*** Opening of INFORMATION ***

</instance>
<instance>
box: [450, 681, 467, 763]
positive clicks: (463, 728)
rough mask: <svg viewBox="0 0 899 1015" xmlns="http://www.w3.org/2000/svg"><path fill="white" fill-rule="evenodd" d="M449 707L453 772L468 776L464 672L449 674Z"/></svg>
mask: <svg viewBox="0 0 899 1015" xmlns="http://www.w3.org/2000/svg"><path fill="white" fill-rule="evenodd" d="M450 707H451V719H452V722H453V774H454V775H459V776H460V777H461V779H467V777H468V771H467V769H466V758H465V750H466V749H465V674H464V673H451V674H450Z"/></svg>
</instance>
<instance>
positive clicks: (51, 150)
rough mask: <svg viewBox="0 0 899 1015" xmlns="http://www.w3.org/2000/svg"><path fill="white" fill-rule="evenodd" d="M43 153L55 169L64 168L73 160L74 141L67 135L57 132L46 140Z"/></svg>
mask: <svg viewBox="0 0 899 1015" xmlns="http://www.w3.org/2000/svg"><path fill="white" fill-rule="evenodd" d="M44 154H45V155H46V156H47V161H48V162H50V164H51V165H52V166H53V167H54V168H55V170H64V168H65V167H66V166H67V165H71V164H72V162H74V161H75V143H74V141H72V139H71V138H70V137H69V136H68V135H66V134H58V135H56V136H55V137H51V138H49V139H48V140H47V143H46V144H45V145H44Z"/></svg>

*** Close of INFORMATION ***

◆ **WHAT TO DO**: Can you turn the lines above into a JSON list of strings, one string per line, leaving out any blank lines?

◆ **RESULT FOR THIS TASK**:
[
  "</instance>",
  "<instance>",
  "box: [450, 681, 467, 763]",
  "positive clicks: (463, 728)",
  "rough mask: <svg viewBox=\"0 0 899 1015\" xmlns=\"http://www.w3.org/2000/svg\"><path fill=\"white\" fill-rule=\"evenodd\" d=\"M449 707L453 772L468 776L464 672L449 674Z\"/></svg>",
  "mask: <svg viewBox=\"0 0 899 1015\" xmlns=\"http://www.w3.org/2000/svg\"><path fill=\"white\" fill-rule=\"evenodd\" d=\"M450 707H451V719H452V722H453V774H454V775H459V776H460V777H461V779H467V777H468V771H467V769H466V758H465V750H466V749H465V674H464V673H451V674H450Z\"/></svg>",
  "</instance>",
  "<instance>",
  "positive clicks: (51, 150)",
  "rough mask: <svg viewBox=\"0 0 899 1015\" xmlns=\"http://www.w3.org/2000/svg\"><path fill=\"white\" fill-rule=\"evenodd\" d=\"M43 153L55 169L64 168L73 160L74 141L67 135L57 132L46 140Z\"/></svg>",
  "mask: <svg viewBox=\"0 0 899 1015\" xmlns=\"http://www.w3.org/2000/svg\"><path fill=\"white\" fill-rule=\"evenodd\" d=\"M44 154H45V155H46V156H47V161H48V162H50V164H51V165H52V166H53V167H54V168H55V170H64V168H65V167H66V166H67V165H71V164H72V162H74V161H75V143H74V141H72V139H71V138H70V137H69V136H68V135H66V134H58V135H56V136H55V137H51V138H49V139H48V140H47V143H46V144H45V145H44Z\"/></svg>"
]